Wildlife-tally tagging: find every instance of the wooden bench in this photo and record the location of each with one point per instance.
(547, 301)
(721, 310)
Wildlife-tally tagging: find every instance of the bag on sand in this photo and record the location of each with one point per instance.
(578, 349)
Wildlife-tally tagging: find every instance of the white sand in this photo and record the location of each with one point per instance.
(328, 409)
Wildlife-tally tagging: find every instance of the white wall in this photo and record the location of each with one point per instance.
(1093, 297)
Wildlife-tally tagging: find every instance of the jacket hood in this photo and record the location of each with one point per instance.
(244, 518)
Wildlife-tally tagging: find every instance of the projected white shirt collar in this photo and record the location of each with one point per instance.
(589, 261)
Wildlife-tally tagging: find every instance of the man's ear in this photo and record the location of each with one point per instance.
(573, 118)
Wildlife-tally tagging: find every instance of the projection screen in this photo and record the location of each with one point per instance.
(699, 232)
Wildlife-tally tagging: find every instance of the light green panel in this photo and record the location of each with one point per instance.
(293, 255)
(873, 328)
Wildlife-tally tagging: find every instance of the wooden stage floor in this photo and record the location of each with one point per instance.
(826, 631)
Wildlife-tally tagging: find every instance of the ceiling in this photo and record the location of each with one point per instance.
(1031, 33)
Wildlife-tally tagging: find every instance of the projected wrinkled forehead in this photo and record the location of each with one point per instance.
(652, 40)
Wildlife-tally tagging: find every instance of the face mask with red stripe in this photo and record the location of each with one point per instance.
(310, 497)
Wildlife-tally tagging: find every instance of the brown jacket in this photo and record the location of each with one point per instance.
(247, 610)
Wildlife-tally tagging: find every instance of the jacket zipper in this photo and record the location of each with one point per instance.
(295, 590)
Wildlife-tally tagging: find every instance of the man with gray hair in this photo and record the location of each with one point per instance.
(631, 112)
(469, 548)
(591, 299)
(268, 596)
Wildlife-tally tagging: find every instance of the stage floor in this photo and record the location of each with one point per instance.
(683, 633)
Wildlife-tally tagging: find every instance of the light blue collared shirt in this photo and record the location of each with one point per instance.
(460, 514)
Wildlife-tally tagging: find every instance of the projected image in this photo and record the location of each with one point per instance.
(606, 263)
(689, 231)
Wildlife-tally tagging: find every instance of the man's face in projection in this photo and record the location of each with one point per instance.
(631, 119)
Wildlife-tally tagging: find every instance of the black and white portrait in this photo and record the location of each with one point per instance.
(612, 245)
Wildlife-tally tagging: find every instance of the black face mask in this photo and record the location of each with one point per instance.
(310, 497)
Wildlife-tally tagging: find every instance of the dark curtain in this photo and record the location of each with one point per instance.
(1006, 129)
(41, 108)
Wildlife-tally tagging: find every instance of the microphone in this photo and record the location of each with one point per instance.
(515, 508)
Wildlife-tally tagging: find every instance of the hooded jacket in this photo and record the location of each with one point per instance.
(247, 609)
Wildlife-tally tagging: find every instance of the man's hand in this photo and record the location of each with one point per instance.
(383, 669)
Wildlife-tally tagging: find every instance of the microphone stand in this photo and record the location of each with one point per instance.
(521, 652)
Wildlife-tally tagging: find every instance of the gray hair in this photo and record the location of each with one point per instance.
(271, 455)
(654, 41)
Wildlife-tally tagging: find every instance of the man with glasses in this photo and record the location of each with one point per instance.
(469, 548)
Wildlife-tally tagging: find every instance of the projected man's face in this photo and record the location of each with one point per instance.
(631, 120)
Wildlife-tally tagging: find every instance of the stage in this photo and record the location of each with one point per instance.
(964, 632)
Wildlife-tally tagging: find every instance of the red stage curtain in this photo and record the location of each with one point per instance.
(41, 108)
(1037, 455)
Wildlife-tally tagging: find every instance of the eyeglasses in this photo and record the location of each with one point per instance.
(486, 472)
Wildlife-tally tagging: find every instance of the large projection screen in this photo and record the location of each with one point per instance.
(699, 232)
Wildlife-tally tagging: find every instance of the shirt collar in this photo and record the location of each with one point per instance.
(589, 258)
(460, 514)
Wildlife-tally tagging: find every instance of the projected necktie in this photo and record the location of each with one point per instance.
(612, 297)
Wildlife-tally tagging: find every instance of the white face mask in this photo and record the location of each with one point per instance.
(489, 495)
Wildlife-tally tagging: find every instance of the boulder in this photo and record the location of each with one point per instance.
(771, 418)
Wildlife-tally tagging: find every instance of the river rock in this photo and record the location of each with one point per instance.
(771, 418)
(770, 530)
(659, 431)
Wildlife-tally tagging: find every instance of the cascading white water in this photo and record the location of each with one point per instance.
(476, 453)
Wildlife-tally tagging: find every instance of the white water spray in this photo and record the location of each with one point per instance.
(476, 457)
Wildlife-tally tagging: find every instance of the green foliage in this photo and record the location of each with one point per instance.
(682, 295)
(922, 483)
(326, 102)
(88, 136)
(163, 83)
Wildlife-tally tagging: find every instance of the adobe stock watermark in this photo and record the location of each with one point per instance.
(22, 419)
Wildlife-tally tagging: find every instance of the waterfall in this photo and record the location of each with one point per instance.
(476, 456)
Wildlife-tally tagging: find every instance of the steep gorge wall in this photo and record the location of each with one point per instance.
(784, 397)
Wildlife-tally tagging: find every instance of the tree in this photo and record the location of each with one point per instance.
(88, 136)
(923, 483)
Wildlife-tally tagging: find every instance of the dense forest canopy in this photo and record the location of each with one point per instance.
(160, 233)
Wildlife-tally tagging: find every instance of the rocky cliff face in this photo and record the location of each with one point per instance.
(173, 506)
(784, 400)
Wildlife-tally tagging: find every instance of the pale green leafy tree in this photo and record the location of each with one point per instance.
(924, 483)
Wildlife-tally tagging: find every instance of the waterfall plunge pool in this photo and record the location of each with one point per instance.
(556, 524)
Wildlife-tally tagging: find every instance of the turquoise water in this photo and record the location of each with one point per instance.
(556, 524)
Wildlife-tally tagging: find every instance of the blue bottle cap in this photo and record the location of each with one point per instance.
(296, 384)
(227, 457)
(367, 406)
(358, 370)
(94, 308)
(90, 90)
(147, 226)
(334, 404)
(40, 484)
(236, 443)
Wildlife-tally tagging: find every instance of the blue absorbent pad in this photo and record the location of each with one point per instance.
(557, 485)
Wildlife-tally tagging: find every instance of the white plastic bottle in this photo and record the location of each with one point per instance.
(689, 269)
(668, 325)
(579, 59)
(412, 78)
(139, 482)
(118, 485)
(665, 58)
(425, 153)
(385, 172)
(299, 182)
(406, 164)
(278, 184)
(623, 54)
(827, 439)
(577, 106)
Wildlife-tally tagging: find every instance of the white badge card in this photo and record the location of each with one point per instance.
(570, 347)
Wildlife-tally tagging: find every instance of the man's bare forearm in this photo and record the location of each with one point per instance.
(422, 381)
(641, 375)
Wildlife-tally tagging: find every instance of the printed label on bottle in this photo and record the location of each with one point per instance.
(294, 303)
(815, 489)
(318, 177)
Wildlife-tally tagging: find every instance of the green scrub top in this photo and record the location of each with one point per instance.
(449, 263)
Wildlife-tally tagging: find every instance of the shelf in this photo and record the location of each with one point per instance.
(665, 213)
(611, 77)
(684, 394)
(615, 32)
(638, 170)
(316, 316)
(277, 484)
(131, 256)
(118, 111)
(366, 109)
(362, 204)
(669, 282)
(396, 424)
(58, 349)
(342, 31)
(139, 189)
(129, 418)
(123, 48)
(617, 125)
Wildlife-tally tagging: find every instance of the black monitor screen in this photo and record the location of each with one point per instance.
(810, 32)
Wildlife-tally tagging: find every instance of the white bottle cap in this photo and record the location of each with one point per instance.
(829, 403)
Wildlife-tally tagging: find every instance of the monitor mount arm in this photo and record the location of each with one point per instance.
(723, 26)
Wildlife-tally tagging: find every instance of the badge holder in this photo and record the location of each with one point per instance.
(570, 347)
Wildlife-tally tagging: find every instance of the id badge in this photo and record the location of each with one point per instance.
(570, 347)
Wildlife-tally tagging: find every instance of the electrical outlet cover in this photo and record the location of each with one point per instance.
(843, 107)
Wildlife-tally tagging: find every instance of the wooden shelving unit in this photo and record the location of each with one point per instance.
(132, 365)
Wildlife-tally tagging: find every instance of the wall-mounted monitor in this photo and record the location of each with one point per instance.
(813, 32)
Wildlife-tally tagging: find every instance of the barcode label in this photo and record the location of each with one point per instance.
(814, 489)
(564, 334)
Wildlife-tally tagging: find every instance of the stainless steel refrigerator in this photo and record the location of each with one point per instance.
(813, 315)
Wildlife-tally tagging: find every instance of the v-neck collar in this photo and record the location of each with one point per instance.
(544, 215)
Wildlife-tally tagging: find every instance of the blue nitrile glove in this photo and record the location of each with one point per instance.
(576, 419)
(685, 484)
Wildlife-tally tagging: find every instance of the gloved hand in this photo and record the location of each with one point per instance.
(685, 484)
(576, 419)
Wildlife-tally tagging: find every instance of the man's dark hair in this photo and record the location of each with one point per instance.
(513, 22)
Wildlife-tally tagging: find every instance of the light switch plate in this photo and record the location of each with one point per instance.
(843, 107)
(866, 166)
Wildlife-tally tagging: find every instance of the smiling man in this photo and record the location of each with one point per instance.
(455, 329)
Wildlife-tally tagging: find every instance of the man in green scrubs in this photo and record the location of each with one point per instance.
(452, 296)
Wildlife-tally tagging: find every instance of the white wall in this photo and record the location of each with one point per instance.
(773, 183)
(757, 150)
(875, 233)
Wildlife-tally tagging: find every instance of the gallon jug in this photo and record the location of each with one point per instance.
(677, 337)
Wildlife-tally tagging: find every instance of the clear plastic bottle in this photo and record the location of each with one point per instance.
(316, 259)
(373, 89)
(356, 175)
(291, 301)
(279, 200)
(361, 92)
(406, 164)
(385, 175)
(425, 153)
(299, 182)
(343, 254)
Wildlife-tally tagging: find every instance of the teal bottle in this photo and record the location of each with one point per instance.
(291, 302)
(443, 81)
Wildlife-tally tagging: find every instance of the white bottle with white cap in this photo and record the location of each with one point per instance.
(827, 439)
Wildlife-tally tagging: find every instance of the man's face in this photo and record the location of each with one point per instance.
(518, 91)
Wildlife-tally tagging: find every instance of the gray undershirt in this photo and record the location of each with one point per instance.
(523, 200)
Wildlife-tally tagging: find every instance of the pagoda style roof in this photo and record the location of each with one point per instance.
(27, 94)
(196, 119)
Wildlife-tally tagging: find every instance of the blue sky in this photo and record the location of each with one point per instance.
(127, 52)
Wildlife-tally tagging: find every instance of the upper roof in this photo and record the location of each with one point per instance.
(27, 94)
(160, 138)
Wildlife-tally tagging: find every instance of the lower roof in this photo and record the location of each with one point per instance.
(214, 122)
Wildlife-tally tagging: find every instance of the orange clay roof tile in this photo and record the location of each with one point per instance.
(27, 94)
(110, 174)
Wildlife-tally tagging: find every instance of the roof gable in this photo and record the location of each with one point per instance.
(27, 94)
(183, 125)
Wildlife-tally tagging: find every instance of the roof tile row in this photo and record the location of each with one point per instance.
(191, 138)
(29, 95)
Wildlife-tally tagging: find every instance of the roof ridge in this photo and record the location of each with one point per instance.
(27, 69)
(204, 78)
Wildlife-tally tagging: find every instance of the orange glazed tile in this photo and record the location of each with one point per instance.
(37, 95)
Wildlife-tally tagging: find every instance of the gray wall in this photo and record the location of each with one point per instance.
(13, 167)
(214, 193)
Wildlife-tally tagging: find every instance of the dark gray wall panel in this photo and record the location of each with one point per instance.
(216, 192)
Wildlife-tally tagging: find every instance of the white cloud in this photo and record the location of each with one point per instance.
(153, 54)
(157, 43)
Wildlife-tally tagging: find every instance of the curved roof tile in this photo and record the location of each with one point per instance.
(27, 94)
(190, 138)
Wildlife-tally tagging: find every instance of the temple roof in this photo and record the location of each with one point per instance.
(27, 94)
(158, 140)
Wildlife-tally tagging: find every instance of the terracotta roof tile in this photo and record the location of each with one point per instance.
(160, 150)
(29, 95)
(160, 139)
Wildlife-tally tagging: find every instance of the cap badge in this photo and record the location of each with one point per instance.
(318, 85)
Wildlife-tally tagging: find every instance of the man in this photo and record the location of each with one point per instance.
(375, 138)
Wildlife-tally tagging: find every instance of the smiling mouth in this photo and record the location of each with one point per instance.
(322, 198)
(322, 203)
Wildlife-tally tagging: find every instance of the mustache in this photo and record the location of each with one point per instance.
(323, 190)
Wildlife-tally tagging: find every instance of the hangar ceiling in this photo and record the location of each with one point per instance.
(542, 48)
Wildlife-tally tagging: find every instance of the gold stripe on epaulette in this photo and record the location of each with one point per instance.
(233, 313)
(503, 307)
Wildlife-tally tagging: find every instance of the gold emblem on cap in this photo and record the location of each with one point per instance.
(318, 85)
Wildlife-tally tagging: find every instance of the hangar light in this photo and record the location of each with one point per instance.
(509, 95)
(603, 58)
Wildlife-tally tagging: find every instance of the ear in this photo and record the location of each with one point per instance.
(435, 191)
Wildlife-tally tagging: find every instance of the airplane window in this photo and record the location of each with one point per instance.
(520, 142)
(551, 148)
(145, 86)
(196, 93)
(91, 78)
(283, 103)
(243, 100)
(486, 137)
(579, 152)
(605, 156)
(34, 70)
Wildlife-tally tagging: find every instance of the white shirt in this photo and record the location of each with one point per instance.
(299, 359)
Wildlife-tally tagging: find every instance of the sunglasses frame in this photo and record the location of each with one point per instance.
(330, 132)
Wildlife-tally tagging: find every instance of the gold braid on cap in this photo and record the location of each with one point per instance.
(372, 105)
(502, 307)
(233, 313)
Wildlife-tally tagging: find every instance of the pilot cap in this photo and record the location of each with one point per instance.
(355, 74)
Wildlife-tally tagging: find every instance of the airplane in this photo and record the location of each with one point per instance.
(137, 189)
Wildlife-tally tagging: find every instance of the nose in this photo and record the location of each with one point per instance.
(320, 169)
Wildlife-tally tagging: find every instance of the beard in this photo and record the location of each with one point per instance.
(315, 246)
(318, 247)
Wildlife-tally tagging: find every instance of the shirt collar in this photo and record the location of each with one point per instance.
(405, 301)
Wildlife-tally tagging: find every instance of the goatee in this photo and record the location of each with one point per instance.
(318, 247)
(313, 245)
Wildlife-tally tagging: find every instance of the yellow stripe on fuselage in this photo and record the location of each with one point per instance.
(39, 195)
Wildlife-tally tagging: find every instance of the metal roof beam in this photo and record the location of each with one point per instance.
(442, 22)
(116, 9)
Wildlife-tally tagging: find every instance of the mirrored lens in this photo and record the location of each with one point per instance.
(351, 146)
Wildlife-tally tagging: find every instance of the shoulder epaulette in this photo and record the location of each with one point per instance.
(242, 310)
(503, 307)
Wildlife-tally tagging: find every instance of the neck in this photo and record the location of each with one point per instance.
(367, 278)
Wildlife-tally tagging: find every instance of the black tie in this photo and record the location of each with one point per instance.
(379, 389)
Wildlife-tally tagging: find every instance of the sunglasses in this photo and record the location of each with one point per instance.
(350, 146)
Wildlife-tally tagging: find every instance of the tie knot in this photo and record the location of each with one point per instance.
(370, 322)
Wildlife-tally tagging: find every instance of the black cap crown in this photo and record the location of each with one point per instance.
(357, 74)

****************

**Requirements:**
Take the line with "Wildlife-tally tagging: find every instance of the mirrored" and all lines after it to the last line, and reproduce them exactly.

**Result of the exercise:**
Wildlife-tally tagging: find every instance of the mirrored lens in this photo and record the location of each with one point per instance.
(351, 146)
Wildlife-tally tagging: find every instance of the shoulder epaulette in this photo and record the location of each with one point per instance.
(242, 310)
(503, 307)
Wildlife-tally tagging: find every instance of the neck in this photo and record the location of each with one point per instance.
(367, 278)
Wildlife-tally tagging: find every instance of the black tie in this photo and record the location of each with one point per instance.
(379, 389)
Wildlife-tally tagging: find every instance of the sunglasses in this photo and record the location of each with one point per instance.
(350, 146)
Wildlife-tally tagging: find every instance of the tie knot in this photo and record the location of each with one point per instance.
(370, 322)
Wildlife-tally tagging: find every instance of the black cap crown in this photo and record the location of each with one point per instance.
(357, 74)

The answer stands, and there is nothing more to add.